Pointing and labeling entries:
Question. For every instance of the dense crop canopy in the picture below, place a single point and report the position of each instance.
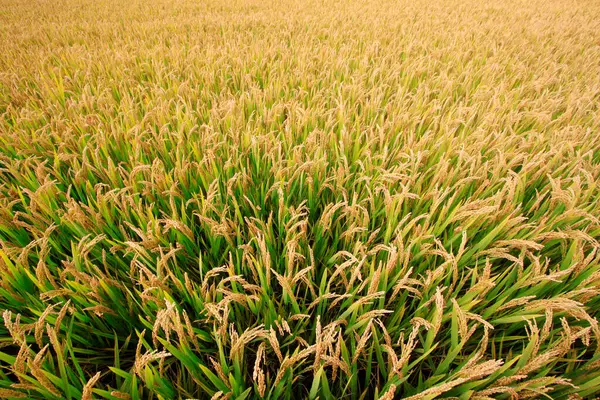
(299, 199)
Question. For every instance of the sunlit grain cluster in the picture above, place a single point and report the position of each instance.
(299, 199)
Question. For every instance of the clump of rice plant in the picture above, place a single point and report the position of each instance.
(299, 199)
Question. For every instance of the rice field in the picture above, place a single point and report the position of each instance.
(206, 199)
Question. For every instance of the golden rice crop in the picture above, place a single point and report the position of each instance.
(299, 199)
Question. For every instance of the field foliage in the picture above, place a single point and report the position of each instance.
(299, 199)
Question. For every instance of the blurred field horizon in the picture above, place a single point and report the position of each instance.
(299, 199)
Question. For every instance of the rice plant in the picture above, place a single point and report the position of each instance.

* [WHAT IS BEING ASKED]: Copy all of the material above word for word, leaving out the pictures.

* [FINISHED EXERCISE]:
Question. For every instance of the dense crop canopy in the picture below, place a single point and report the position of each instance.
(299, 199)
Question. For every instance of the sunlit grain cluster in the picture above, place a single point and report the position of each instance.
(299, 199)
Question. For every instance of the clump of rice plant in the picture above, place a single point and report the position of each instance.
(299, 199)
Question. For every instance of the rice field in the picture above, place a single point and report the position of each instance.
(206, 199)
Question. For every instance of the golden rice crop in the picture above, place a single point and report the position of each instance.
(299, 199)
Question. For every instance of the field foliage in the picture above, place a single point and report the position of each instance.
(299, 199)
Question. For every instance of the blurred field horizon in the picture above, place a single point and report the position of each instance.
(299, 199)
Question. For every instance of the rice plant in the picture above, place a single point and report the position of each instance.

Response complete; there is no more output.